Point labeling lines

+---+

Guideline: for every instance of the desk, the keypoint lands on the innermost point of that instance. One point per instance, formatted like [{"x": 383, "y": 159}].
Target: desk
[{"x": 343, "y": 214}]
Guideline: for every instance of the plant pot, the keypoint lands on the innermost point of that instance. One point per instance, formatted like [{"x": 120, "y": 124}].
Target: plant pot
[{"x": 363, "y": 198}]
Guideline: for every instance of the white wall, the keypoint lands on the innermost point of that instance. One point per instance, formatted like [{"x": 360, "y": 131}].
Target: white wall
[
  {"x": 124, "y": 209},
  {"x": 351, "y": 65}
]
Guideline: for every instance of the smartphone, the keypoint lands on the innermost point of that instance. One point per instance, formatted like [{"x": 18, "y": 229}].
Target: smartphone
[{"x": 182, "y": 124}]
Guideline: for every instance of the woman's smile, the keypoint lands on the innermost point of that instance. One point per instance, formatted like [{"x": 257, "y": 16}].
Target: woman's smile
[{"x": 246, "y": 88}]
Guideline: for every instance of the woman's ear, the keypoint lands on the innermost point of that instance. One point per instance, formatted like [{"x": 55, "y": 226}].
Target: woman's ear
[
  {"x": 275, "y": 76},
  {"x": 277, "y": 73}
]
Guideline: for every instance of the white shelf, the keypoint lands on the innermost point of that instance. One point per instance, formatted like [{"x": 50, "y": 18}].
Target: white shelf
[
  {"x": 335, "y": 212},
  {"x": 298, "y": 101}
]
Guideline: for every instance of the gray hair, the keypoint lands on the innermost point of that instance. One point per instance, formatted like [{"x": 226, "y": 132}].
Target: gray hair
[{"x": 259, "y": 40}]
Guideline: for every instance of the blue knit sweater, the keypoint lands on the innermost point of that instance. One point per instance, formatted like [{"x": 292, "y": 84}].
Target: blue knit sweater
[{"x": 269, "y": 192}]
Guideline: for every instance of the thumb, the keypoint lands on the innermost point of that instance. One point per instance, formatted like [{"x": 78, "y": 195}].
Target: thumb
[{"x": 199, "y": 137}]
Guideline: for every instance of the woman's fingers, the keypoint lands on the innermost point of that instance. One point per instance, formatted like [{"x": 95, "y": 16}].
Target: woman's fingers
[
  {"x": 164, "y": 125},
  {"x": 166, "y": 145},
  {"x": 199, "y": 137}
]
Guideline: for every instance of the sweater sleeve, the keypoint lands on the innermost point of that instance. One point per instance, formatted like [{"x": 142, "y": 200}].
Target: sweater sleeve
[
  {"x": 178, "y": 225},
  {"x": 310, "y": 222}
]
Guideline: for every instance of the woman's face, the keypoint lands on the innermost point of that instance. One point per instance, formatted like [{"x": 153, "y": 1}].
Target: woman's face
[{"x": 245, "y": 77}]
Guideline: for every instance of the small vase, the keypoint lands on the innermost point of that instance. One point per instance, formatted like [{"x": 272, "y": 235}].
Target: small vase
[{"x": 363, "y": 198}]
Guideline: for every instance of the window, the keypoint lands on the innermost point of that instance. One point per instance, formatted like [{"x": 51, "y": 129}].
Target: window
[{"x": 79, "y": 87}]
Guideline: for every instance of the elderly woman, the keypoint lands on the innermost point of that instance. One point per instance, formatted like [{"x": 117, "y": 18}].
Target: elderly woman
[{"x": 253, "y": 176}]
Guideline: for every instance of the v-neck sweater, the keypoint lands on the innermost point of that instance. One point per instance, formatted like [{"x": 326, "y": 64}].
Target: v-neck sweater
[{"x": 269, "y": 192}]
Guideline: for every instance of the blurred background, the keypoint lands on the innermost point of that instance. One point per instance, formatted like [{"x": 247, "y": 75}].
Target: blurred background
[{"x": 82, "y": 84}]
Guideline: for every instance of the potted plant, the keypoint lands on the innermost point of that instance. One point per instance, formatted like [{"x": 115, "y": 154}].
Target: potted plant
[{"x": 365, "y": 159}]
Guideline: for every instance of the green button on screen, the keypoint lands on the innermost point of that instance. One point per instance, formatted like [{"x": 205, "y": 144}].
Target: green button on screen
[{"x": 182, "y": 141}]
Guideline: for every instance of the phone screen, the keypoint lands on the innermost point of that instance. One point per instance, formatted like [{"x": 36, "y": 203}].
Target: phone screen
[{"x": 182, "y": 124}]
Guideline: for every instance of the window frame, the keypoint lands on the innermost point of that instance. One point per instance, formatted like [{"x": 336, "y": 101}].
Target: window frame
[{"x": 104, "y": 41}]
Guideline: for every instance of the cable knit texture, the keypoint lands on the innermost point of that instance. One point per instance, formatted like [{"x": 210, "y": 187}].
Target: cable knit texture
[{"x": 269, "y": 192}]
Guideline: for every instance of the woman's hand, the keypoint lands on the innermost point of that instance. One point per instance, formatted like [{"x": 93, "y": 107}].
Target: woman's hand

+---+

### Brief
Copy out all of the lines above word for word.

### The response
Guideline: for every instance of the desk, the keypoint lands on the innermost point of that instance. One point per instance, formatted like [{"x": 383, "y": 159}].
Target: desk
[{"x": 343, "y": 214}]
Guideline: for every instance of the plant pot, the keypoint lands on the innermost point of that instance. One point per instance, formatted like [{"x": 120, "y": 124}].
Target: plant pot
[{"x": 363, "y": 198}]
Guideline: for every instance of the white wall, the keypoint lands on the innermost point of that instance. One point per instance, formatted like [{"x": 360, "y": 131}].
Target: white wall
[
  {"x": 124, "y": 209},
  {"x": 351, "y": 65}
]
Guideline: for every instance of the smartphone, the keypoint lands on the innermost point of that instance. One point per instance, formatted like [{"x": 18, "y": 229}].
Target: smartphone
[{"x": 182, "y": 124}]
Guideline: for every instance of the woman's smile, the keypoint lands on the innermost point of that instance. One point per instance, formatted like [{"x": 257, "y": 16}].
Target: woman's smile
[{"x": 246, "y": 88}]
Guideline: for every instance of the woman's ear, the keypoint lands on the innermost point of that instance. One point per instance, formatted like [{"x": 55, "y": 226}].
Target: woman's ear
[
  {"x": 275, "y": 76},
  {"x": 277, "y": 73}
]
Guideline: for every instance of the white shelf, the keypoint lands on the innermost point of that instance. One point per instance, formatted like [{"x": 50, "y": 18}].
Target: white shelf
[
  {"x": 335, "y": 212},
  {"x": 298, "y": 101}
]
Guideline: for every instance of the gray hair, the keypoint lands on the innermost point of that instance. One point per instance, formatted like [{"x": 226, "y": 132}].
Target: gray hair
[{"x": 259, "y": 40}]
Guideline: for every instance of the blue knit sweater, the keypoint lands on the innermost point of that instance. One point per instance, formatted like [{"x": 292, "y": 84}].
Target: blue knit sweater
[{"x": 269, "y": 192}]
Guideline: for every instance of the thumb, the keypoint lands on the innermost point of that instance. One point per instance, formatted like [{"x": 78, "y": 195}].
Target: thumb
[{"x": 199, "y": 137}]
Guideline: for every instance of the woman's fingers, the keypoint lands on the innermost point of that instance. One point per instance, formatted like [{"x": 95, "y": 16}].
Target: woman's fingers
[
  {"x": 164, "y": 125},
  {"x": 166, "y": 145},
  {"x": 199, "y": 137}
]
Guideline: for every instance of the sweater sleeve, the keypoint lands on the innermost point of that instance. One point per instance, formatted like [{"x": 142, "y": 200}].
Target: sweater sleeve
[
  {"x": 178, "y": 225},
  {"x": 310, "y": 222}
]
Guideline: for every instance of the woman's face, the keypoint lands on the innermost point of that instance. One point per instance, formatted like [{"x": 153, "y": 1}].
Target: woman's face
[{"x": 245, "y": 77}]
Guideline: for every instance of the small vase, the keypoint lands on the innermost point of that instance. One point per instance, formatted like [{"x": 272, "y": 235}].
Target: small vase
[{"x": 363, "y": 198}]
Guideline: for every instance of the window, the keypoint lands on the innermost point of that instance. One point per instance, formatted like [{"x": 51, "y": 129}].
Target: window
[{"x": 79, "y": 87}]
Guideline: for every instance of the elderly woman, the keypoint lands on the innermost point of that instance. One point per instance, formatted like [{"x": 117, "y": 18}].
Target: elderly woman
[{"x": 253, "y": 176}]
Guideline: for every instance of the v-neck sweater, the keypoint lands on the innermost point of that instance. One point per instance, formatted like [{"x": 326, "y": 64}].
Target: v-neck sweater
[{"x": 269, "y": 192}]
Guideline: for every instance of the blurred background, the keypoint lands on the innermost point of that instance. One point per instance, formatted like [{"x": 247, "y": 75}].
Target: blurred background
[{"x": 82, "y": 84}]
Guideline: for every instance of the potted plant, the keypoint lands on the innermost point of that instance. One point per instance, formatted like [{"x": 115, "y": 154}].
Target: potted plant
[{"x": 365, "y": 159}]
Guideline: for every instance of the green button on screen, the keypoint lands on the innermost point of that instance. One point per instance, formatted like [{"x": 205, "y": 144}].
Target: green button on screen
[{"x": 182, "y": 141}]
Guideline: for every instance of the phone screen, the keypoint lands on the innermost point of that instance. One point per instance, formatted like [{"x": 36, "y": 203}].
Target: phone screen
[{"x": 182, "y": 124}]
Guideline: for every instance of the window frame, the keypoint lands on the innermost point of that instance. One point per instance, formatted like [{"x": 336, "y": 101}].
Target: window frame
[{"x": 104, "y": 41}]
Guideline: for every instance of the cable knit texture, the keypoint lands on the innermost point of that instance. One point per instance, formatted like [{"x": 210, "y": 187}].
Target: cable knit texture
[{"x": 269, "y": 192}]
Guideline: for every instance of the woman's hand, the keypoint lands on the innermost point of that instance. One point per instance, formatted like [{"x": 93, "y": 107}].
Target: woman's hand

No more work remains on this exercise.